▶ [Challenge]:
Reproduce the data below verbatim, starting with the line containing "Task: in the photo above, where can the sun be" and continuing through the line containing "x=555, y=219".

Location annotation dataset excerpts
——————

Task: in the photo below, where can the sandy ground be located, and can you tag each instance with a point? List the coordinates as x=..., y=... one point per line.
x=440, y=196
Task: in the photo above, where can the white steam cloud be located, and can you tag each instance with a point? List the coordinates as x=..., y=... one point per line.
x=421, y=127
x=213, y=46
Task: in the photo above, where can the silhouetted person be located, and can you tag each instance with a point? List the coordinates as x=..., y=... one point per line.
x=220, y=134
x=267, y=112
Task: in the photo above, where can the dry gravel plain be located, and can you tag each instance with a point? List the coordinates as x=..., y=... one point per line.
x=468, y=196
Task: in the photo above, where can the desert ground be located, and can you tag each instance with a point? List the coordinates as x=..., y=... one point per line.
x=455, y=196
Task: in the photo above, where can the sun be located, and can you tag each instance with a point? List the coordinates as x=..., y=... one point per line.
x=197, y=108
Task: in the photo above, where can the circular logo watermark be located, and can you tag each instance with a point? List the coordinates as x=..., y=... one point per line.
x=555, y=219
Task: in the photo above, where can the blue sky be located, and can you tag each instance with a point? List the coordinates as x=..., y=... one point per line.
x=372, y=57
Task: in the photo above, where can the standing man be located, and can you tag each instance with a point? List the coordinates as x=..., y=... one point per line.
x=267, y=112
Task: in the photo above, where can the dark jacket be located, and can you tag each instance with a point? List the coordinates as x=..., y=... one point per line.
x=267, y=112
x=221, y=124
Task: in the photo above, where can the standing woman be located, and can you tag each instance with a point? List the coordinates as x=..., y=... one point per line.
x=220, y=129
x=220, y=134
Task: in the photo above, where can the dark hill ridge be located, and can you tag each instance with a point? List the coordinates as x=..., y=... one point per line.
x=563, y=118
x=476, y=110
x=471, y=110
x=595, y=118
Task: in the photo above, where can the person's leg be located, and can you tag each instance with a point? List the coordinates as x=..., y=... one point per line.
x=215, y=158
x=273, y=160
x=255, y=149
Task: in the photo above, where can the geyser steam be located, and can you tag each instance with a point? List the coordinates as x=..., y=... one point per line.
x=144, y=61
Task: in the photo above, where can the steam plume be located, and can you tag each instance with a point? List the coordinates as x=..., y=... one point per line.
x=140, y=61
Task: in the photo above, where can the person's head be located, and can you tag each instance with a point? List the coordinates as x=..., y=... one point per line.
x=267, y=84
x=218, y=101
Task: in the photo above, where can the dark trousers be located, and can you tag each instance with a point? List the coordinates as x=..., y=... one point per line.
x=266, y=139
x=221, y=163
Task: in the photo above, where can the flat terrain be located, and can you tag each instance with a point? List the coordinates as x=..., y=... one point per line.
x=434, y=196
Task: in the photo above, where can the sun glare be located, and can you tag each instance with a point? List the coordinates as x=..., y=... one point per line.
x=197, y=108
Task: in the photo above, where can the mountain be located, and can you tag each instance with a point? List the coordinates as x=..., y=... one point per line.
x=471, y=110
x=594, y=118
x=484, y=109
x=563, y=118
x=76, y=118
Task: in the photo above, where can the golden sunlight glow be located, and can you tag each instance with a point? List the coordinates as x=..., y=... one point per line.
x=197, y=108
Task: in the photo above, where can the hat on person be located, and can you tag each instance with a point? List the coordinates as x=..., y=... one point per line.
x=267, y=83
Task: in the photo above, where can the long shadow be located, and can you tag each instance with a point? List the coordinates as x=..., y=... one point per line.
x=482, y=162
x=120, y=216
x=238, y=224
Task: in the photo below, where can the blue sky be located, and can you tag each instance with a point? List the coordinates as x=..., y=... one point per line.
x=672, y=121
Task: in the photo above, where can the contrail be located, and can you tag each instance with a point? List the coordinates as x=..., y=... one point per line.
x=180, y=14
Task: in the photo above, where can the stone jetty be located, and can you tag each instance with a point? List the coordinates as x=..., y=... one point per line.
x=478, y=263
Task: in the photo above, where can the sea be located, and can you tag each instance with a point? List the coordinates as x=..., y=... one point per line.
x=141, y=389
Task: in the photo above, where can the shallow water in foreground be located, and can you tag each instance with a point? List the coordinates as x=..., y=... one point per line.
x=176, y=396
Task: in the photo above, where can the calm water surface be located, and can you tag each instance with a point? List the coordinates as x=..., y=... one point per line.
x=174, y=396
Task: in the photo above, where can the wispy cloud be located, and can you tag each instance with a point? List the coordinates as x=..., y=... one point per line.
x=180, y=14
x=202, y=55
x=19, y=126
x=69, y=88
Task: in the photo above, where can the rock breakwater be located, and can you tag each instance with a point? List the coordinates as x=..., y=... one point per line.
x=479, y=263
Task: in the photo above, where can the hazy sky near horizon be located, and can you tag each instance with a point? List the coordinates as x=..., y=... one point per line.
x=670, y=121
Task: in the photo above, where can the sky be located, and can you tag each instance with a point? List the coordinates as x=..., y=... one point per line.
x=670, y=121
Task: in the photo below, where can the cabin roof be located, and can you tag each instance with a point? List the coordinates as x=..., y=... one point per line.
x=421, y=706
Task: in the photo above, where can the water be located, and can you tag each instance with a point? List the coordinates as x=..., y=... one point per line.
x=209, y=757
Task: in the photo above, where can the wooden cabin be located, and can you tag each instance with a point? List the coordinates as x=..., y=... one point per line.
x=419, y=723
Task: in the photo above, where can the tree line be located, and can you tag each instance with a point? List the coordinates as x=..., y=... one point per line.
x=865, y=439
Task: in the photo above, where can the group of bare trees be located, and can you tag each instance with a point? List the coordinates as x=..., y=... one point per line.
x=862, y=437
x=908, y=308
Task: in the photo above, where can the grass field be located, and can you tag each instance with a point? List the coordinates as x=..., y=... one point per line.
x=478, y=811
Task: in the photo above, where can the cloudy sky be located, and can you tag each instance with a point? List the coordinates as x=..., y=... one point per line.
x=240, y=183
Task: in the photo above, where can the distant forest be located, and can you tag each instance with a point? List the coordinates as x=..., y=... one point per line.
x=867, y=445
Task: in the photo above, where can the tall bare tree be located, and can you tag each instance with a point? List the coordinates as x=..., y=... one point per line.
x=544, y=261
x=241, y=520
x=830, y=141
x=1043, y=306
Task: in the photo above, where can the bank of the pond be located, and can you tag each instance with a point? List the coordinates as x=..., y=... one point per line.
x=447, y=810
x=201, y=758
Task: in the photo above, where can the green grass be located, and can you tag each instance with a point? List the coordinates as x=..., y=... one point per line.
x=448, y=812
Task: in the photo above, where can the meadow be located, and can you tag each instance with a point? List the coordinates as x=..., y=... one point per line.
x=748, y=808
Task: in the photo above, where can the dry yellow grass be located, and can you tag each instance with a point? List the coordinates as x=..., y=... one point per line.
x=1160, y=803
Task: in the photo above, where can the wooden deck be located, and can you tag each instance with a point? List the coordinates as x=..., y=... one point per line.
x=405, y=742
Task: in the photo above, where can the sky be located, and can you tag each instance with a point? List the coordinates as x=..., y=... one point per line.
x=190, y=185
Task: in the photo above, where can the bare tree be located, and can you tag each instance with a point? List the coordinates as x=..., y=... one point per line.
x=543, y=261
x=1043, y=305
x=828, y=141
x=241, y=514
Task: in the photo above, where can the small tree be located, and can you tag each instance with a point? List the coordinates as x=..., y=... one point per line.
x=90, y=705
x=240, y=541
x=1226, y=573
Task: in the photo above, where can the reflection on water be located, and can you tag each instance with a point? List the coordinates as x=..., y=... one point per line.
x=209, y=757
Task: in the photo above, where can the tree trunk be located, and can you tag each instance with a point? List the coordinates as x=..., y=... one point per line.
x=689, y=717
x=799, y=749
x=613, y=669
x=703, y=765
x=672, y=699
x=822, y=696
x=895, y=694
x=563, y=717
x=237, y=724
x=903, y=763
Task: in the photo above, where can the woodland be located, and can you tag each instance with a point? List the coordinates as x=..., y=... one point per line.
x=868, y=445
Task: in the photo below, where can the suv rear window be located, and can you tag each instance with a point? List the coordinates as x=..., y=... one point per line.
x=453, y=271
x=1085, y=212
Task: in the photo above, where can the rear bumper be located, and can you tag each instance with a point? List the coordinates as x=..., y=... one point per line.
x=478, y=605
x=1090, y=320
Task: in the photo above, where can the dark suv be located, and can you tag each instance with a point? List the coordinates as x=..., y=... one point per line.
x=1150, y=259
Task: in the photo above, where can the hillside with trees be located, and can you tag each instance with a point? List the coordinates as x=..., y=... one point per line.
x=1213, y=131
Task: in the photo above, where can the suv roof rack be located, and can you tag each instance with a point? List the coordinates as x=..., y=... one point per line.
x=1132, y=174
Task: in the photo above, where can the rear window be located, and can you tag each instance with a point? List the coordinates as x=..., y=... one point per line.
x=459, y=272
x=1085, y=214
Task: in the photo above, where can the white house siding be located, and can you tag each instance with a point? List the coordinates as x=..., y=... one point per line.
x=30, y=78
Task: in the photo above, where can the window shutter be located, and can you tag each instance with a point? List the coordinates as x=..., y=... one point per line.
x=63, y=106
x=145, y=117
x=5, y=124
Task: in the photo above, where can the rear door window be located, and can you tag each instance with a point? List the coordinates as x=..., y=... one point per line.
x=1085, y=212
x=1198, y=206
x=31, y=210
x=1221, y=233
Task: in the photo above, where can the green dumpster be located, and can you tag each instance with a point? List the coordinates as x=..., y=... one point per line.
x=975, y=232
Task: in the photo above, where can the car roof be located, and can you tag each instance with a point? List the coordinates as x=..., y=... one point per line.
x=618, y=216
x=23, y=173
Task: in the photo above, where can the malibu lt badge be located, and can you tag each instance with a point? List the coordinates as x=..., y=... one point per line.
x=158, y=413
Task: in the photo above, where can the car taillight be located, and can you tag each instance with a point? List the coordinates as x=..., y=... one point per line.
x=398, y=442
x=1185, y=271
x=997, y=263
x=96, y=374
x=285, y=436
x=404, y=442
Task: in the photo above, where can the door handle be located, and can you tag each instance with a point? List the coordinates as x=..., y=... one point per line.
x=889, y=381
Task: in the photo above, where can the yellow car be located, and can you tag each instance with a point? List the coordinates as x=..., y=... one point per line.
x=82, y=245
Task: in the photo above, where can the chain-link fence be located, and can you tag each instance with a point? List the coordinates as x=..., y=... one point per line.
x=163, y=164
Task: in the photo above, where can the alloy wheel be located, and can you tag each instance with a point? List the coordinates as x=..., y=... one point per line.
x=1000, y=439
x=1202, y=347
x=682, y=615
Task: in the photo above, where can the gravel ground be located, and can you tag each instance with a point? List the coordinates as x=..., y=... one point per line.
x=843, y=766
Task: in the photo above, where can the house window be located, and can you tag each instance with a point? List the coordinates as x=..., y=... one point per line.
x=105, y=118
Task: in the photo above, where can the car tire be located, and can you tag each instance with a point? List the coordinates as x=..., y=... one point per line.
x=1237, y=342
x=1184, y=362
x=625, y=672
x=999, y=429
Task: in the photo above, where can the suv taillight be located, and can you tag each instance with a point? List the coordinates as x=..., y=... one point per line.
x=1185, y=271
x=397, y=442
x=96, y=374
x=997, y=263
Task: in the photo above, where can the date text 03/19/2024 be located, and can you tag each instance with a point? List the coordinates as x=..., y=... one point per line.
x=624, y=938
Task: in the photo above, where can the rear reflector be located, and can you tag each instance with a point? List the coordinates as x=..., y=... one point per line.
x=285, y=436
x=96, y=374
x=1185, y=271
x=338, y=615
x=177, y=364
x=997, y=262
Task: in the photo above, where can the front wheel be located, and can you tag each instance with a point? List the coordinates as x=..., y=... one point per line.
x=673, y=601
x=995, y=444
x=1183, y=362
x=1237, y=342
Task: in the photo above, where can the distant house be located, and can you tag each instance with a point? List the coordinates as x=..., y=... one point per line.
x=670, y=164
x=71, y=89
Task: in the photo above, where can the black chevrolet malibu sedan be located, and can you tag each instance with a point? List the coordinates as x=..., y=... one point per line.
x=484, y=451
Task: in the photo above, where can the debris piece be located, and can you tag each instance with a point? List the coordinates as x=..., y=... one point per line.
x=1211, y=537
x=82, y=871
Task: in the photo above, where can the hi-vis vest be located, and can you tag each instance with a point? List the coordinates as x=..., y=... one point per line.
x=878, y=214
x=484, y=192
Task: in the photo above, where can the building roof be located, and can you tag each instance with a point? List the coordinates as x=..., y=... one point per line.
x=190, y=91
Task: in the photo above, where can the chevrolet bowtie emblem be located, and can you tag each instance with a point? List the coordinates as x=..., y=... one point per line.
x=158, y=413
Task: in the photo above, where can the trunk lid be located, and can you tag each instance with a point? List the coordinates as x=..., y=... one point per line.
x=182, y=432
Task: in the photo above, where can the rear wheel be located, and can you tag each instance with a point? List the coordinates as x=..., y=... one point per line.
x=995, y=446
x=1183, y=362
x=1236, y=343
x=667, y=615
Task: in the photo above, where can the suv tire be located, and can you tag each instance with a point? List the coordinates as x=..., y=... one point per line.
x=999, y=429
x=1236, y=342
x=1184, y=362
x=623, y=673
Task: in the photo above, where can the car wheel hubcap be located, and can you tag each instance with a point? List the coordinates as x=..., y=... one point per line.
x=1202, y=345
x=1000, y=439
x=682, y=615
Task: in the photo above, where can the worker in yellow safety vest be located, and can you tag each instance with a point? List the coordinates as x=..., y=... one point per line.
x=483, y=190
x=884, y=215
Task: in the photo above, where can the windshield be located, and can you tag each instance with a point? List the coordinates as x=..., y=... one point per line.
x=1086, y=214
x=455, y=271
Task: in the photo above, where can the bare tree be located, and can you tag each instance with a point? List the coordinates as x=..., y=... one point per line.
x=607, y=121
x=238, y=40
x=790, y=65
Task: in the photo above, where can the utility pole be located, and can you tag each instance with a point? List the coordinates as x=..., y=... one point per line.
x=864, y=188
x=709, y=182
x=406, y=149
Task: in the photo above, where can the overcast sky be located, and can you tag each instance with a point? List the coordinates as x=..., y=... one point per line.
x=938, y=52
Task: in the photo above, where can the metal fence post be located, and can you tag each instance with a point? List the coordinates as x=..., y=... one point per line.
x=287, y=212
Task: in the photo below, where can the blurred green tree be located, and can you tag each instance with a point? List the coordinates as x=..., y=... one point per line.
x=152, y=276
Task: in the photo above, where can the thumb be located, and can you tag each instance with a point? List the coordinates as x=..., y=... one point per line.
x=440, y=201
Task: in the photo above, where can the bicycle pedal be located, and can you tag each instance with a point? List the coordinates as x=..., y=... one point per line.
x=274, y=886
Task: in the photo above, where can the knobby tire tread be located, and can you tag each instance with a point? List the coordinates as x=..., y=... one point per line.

——————

▶ [Solution to this problem]:
Task: in the photo above, where can the sun be located, and can you tag each instance with a point? List the coordinates as x=..., y=... one point per line.
x=197, y=108
Task: in the photo above, where can the circular logo watermark be located, and can you tag each instance with a point? List the coordinates as x=..., y=... one point per line.
x=555, y=219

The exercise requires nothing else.